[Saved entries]
[Start of section]
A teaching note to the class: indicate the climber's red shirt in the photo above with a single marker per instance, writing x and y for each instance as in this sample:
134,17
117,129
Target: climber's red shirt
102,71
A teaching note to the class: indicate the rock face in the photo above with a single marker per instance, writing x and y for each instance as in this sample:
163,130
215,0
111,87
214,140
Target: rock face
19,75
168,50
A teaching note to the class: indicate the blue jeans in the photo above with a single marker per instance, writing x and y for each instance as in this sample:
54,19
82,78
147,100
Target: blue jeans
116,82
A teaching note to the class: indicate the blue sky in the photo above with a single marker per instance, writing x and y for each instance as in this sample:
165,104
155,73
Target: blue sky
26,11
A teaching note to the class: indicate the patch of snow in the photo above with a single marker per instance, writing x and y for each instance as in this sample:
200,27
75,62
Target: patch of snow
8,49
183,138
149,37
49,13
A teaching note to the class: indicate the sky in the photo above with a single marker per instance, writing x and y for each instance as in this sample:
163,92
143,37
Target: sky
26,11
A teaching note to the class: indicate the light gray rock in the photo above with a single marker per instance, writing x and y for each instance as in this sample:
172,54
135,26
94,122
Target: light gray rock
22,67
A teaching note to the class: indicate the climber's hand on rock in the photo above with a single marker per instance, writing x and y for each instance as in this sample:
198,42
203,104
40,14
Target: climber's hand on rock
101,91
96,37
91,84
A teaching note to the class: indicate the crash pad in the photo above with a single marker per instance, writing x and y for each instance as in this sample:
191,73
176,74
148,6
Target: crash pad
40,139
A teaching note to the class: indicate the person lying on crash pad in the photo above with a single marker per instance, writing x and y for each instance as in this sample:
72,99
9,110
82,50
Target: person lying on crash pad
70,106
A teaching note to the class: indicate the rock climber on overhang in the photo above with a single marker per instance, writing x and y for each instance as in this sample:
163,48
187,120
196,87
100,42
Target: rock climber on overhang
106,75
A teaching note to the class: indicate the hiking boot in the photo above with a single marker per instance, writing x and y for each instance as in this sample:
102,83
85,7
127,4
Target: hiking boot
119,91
[End of section]
Copy all records verbatim.

Output:
A teaching note to the class: indicate the climber's red shirt in the photo above with a single marker per instance, writing x and y for each instance as in this sample:
134,17
117,129
Target: climber's red shirt
102,71
A teaching note to the class: indicate the rock face in the photo above with a single marker per instance, writing x and y for each instance as in this sample:
163,130
215,0
111,87
214,140
Target: rock face
19,75
168,50
A teaching note to the class: indicate the blue jeans in the photo above with a single marker per instance, writing x and y for each instance as in this sample:
54,19
82,78
147,100
Target: blue jeans
116,82
A teaching note to the class: indicate the blue sky in the photo above with a single marker per instance, writing x and y for each instance as in this sample:
165,104
155,73
Target: blue sky
26,11
A teaching note to the class: indicate the patch of snow in the photo above with a single marker per instance, writing x and y for each instance as in this sample:
200,27
75,62
Target: patch of snow
8,49
183,138
149,37
49,13
A teaching note to the class: indicate the sky in the photo above with a single marker per instance, writing x and y for each instance as in this sample:
163,92
143,37
Target: sky
26,11
A teaching note to the class: indicate the light gray rock in the photo above with a single marker per instance, writing x and y for each instance as in this sample:
172,54
135,26
94,122
Target: light gray rock
22,67
A teaching note to the class: indicate the climber's hand on rock in the photo above with a single marker per instance, writing x and y for each instance as in this sample:
198,42
203,104
40,14
Target: climber's hand on rock
101,91
96,37
91,84
A teaching note to the class: indicate the crash pad in the photo above with a single marker per instance, writing x and y for each instance as in this sample:
191,73
176,74
148,6
Target: crash pad
40,139
A teaching note to the class: indicate the person lying on crash pad in the photo above with a single marker per instance, writing x and y for each instance as in this sample:
72,99
9,110
82,50
Target: person lying on crash pad
70,106
A teaching note to the class: indicate the rock climber on overhang in the photo above with a single marker per instance, writing x and y for each instance as in this sample:
163,48
187,120
196,87
100,42
Target: rock climber on overhang
106,75
A teaching note to the class: indicate the hiking boot in the photo above with a single marker per instance, writing x and y for each instance as in this sample:
102,83
85,7
127,4
Target: hiking boot
119,91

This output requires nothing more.